WORK ORDER:
Starting at the line containing "One point goes on every instance of the black pleated" and ending at the line containing "One point goes on every instance of the dirt", transcribe the listing below exactly. Keep both end lines, skip the pictures, and copy nothing else.

EXTRACTED RECORDS:
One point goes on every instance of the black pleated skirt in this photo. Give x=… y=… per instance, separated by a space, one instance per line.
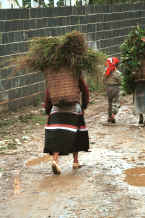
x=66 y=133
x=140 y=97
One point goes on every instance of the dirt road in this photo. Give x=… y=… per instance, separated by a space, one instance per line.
---
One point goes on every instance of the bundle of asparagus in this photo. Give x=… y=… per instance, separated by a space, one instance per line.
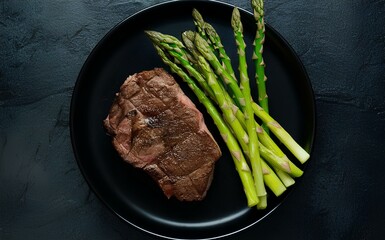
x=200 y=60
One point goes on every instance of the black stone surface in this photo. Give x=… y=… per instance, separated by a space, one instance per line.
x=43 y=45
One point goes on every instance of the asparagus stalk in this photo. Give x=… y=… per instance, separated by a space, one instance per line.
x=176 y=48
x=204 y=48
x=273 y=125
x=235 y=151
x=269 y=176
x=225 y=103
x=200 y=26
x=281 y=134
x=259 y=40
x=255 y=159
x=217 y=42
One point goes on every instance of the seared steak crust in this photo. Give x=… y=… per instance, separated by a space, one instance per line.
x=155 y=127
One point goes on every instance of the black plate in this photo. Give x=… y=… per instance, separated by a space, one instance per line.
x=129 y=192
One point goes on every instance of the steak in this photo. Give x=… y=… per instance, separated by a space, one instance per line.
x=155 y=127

EXERCISE RESULT:
One point goes on every instance of the black pleated skirt in this photo. Give x=… y=… per instance, separated by a space, one instance per line.
x=66 y=133
x=140 y=97
One point goes on every instance of the dirt road in this photo. Give x=… y=… per instance, separated by a space, one instance per line.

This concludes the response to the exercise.